**WHAT TO DO**.
Pick the lines holding the string "below" out of the records and copy them.

-- EXCERPTED DATA follows --

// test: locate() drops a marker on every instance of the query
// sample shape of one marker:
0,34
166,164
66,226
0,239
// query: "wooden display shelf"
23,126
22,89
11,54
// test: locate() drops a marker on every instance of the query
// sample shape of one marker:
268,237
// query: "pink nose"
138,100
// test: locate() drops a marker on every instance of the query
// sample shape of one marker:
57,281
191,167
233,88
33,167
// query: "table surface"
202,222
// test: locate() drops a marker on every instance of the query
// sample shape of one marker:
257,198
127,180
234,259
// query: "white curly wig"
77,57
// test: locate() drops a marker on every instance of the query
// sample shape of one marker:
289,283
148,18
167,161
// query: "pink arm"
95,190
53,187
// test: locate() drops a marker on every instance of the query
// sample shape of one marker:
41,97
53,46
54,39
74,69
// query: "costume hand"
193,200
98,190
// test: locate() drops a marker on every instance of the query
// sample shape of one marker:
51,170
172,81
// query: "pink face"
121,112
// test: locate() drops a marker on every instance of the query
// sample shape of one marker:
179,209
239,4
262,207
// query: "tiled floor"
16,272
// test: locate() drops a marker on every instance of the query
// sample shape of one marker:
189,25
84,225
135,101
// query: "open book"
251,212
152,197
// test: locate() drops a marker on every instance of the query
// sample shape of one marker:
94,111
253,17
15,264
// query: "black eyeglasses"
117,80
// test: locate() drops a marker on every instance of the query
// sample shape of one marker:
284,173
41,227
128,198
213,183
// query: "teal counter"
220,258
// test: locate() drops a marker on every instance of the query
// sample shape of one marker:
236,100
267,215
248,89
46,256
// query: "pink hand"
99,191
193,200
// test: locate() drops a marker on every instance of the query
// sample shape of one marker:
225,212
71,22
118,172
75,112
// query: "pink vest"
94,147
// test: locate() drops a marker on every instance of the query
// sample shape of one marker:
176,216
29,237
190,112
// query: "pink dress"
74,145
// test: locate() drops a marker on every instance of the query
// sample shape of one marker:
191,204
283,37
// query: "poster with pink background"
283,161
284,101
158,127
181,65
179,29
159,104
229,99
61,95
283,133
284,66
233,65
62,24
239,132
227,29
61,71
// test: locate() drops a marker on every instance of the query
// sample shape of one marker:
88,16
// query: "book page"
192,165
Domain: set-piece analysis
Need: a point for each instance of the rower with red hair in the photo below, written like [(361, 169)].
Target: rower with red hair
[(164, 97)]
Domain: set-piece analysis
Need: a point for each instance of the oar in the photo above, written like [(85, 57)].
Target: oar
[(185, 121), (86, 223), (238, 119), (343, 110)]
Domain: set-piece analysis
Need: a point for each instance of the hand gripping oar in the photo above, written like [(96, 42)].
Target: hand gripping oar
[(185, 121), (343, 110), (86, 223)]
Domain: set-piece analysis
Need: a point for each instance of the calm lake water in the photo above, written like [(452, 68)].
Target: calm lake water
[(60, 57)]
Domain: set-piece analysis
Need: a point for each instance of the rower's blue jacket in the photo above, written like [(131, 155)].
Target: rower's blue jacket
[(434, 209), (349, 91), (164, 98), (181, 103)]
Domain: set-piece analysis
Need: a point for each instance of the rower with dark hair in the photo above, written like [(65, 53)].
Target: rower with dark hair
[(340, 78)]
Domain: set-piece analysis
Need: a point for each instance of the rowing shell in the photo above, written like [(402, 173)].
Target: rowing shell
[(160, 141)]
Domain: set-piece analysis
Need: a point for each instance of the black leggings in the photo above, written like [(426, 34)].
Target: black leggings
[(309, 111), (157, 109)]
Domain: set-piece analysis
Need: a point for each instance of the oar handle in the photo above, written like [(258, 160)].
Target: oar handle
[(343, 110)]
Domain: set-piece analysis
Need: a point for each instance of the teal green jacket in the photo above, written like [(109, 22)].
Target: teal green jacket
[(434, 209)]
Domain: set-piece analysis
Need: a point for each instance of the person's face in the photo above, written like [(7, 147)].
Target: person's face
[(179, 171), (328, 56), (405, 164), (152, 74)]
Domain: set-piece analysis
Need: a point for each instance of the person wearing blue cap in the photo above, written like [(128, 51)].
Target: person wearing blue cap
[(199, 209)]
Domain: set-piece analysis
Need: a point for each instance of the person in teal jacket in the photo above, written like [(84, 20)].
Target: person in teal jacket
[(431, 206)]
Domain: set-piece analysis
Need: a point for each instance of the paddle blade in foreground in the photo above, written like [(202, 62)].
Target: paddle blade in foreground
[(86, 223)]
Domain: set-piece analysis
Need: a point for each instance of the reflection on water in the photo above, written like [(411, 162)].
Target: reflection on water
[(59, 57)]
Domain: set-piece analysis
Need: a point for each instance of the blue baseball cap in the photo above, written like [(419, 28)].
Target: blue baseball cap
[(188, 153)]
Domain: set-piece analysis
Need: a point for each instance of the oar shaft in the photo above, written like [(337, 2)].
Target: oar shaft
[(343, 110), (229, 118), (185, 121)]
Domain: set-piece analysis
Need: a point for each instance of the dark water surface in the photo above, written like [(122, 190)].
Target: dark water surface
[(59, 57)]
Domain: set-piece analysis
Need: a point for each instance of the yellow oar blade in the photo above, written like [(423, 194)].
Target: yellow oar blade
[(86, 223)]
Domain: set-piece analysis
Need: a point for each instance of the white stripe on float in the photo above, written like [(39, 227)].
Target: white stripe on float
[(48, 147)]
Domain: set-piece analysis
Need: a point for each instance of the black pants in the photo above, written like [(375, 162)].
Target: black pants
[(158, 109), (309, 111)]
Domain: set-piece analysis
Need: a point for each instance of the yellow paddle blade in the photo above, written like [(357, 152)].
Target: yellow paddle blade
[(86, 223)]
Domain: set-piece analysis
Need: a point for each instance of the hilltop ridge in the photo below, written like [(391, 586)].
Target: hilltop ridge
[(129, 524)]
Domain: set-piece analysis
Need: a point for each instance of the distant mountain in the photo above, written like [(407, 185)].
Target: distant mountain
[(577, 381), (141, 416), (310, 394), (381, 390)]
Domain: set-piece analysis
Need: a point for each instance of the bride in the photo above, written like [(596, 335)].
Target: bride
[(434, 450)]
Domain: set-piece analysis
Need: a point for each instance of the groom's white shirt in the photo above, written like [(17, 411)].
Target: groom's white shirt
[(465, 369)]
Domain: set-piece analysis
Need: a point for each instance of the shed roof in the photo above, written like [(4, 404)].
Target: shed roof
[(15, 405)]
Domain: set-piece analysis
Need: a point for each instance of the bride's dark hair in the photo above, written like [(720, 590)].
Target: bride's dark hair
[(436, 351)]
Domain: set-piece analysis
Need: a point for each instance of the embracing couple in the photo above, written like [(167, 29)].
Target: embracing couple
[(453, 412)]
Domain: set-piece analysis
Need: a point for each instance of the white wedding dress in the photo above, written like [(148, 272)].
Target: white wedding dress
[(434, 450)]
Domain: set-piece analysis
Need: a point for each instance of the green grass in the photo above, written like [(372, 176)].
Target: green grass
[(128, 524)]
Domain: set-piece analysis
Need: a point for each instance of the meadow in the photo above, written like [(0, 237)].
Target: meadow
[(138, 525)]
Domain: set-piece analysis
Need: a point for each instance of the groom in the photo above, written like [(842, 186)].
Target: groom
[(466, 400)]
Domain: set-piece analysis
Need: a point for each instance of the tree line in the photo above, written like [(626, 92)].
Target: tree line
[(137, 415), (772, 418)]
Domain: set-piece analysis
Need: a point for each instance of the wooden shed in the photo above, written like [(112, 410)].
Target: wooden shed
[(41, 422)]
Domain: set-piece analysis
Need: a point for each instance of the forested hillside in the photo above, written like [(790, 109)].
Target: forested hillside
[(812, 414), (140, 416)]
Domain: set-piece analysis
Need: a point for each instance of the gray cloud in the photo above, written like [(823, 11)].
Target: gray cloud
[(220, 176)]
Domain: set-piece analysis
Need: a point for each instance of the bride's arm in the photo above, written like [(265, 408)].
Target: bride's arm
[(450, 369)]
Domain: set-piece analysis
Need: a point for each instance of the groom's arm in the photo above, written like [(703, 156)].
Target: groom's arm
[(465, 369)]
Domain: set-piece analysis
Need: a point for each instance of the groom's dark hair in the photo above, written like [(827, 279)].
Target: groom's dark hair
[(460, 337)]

-- EXCERPTED DATA concluded --

**SOLVED EXERCISE**.
Need: a point for each instance of the rower with red hair in the photo below, written like [(361, 169)].
Need: a point for each instance of the hilltop ridge in the photo below, written like [(391, 586)].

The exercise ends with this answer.